__Source extract__.
++++++++++
Administratively, Bila Tserkva is incorporated as a town of oblast significance. It also serves as the administrative center of Bila Tserkva Raion (district), though administratively it does not belong to the raion.

History

The town was founded in 1032 as Yuriiv by Yaroslav the Wise, whose Christian name was Yuri. The present name of the city, literally translated, is "White Church" and may refer to the (no longer existing) white-painted cathedral of medieval Yuriiv. Since 1363 it belonged to the Grand Duchy of Lithuania, and since 1569 to the Polish-Lithuanian Commonwealth, administratively in the Powiat of Kiev, part of Lesser Poland. It was crown property, but in recognition of his great service, it was granted to the Castellan of Kraków, Janusz Ostrogski. The next owner was Stanisław Lubomirski (1583–1649) and during his time the town was granted Magdeburg Rights by Sigismund III Vasa in 1620.
++++++++++
__Information shown__.

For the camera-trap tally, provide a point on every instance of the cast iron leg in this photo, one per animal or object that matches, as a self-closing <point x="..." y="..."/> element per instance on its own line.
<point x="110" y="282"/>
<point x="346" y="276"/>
++++++++++
__Exercise task__. Pick up the text on the history of Bila Tserkva after its last sentence and carry it forward.

__Response__.
After subduing the rebellious Cossacks in the 1626 Battle of Bila Tserkva, the next owner of the estate was prince Jerzy Dymitr Wiśniowiecki. The castle was successfully taken by Bohdan Chmielnicki in 1648. The Battle of Bila Tserkva (1651) led to the signing of a peace accord with the cossacks. The Treaty of Bila Tserkva between the Polish-Lithuanian Commonwealth and Ukrainian Cossack rebels under Bohdan Khmelnytsky was signed here in 1651.[4] In 1666 6,000 Muscovite troops laid siege to Bila Tserkva. The stand off lasted until the following year when Polish reinforcements led by Jan Stachurski with the aid of allied cossacks and Iwan Brzuchowiecki smashed Petro Doroshenko's stranglehold.

The subsequent owner was Great Crown Hetman Stanislaw Jan Jablonowski. In 1702 the castle was taken by the cossack leader, Semen Paliy who made it his domain. In 1708 the town was overrun by prince Golitsyn's[disambiguation needed] Russian army. The next owner of the town was Jan Stanislaw Jablonowski, then Stanisław Wincenty Jabłonowski who erected a catholic church. After him ownership passed to Jerzy August Mniszech. The town was substantially refortified.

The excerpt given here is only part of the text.